Task input:
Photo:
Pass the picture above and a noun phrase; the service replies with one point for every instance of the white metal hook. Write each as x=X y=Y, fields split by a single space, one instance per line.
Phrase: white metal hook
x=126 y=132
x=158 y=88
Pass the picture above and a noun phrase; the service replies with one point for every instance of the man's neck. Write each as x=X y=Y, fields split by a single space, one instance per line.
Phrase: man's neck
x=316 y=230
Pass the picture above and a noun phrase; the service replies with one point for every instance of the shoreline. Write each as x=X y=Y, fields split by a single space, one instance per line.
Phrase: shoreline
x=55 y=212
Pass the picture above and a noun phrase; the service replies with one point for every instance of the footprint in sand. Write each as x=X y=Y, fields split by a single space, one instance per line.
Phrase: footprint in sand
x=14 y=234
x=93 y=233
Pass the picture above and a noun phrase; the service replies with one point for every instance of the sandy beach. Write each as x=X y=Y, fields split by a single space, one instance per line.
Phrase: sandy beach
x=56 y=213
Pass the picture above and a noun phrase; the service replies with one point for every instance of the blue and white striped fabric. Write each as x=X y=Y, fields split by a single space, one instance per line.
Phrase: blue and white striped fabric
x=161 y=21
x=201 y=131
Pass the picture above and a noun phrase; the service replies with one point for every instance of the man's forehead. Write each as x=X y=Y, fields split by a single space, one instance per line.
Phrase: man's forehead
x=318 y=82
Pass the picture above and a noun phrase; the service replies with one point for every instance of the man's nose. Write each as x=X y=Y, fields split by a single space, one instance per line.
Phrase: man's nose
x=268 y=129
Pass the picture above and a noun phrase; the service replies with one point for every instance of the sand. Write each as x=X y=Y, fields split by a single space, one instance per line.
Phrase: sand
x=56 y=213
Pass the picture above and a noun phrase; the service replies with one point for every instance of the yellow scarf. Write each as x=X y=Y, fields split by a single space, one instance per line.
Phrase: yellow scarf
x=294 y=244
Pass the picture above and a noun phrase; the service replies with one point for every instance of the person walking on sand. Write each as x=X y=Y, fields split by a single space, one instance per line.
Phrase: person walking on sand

Instructions for the task: Convert the lines from the one containing "of the person" through the end of the records into a JSON list of strings, one string per line, with blank lines left out.

Answer to this exercise:
[
  "Pass the picture above and a noun phrase; the service replies with one point for every instance of the person walking on sand. Write each as x=X y=Y, fields split by a single space, one instance per line.",
  "Phrase: person walking on sand"
]